### What needs to be done
Extract the passage on customer buying behavior and online reviews word for word, from "Whether you own" up to and including "experience you provide.".

### Reading passage
-- START --

Understanding customers is surely challenging.
Their, needs, wants and expectations are ever-changing. Their purchasing pattern and behavior are influenced by numerous external factors. These factors include the quality and price of your product, the marketing strategy used for product promotion, and the sales channels targeted.
Yet, nothing affects your customers’ purchasing decisions like your brand’s reputation.
Whether you own a small business or a big enterprise, modern customers first look for you online. That means online reviews are the first thing that customers interact with.
Thus, online reviews are symbolic of the customer experience you provide.
As we mentioned above, analyzing modern customers and their journey is like solving a puzzle.
Ideally, the customer journey from point A, i.e. adding a product to the cart to point B, i.e. making the payment should be a few minutes. And yet, almost 70% of customers abandoned their carts. Have you wondered, why?

-- END --

### Provided information

-- START --

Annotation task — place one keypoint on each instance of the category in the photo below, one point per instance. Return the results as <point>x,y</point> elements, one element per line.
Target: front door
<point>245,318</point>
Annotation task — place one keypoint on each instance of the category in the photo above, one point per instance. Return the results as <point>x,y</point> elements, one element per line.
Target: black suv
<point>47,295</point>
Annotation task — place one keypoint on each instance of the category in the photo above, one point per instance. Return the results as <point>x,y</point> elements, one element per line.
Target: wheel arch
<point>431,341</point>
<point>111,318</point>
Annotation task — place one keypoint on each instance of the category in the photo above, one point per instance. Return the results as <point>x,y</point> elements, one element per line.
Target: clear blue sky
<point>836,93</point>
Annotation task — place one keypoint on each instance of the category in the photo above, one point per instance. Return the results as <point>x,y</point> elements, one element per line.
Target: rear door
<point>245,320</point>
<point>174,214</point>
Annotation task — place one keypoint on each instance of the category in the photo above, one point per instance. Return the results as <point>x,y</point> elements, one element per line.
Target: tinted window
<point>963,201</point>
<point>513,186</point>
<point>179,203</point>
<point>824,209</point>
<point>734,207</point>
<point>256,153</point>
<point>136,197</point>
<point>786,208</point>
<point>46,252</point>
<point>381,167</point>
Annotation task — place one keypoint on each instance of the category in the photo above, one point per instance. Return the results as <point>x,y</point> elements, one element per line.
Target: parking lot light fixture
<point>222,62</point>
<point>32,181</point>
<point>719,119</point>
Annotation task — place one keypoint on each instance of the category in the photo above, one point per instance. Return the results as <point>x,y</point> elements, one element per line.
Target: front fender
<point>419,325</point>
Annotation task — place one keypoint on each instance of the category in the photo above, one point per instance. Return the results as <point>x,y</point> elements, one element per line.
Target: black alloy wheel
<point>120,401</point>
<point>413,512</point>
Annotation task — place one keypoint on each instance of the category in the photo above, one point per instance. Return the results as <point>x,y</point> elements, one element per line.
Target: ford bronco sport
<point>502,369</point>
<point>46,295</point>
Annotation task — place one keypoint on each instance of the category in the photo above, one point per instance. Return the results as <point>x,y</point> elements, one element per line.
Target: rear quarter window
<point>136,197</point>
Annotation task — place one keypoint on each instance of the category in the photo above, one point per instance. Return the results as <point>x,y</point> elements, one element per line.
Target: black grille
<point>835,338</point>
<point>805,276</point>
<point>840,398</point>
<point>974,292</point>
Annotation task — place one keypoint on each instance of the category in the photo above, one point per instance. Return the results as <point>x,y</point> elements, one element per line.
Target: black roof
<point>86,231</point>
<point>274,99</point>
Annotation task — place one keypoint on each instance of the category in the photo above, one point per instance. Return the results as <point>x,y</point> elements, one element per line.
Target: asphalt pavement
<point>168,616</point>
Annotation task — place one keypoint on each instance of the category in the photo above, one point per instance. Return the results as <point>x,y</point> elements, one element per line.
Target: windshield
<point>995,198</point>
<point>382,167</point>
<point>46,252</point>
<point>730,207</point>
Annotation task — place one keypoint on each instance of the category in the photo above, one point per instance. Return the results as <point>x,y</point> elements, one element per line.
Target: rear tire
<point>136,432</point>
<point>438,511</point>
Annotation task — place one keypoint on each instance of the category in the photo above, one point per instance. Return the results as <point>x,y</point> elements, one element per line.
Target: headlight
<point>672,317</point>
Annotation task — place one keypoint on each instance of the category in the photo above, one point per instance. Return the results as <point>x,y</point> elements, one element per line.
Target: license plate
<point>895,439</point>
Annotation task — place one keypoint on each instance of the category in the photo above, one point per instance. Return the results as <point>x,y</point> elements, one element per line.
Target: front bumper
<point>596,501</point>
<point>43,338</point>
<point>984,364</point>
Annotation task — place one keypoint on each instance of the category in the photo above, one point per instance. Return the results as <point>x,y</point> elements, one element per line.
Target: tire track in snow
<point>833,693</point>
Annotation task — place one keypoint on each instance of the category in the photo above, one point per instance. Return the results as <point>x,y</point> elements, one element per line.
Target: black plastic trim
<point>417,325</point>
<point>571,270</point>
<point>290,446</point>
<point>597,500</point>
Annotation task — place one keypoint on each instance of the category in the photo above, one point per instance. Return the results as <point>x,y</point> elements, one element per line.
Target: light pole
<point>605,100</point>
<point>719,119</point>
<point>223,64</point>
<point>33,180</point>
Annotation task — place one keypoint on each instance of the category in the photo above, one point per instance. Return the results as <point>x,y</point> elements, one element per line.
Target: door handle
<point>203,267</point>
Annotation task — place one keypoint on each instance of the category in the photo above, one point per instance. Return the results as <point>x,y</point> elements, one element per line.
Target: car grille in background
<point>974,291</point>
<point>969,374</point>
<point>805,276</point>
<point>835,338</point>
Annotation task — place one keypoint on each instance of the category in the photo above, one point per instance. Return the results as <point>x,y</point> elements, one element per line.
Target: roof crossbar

-- END --

### The solution
Whether you own a small business or a big enterprise, modern customers first look for you online. That means online reviews are the first thing that customers interact with.
Thus, online reviews are symbolic of the customer experience you provide.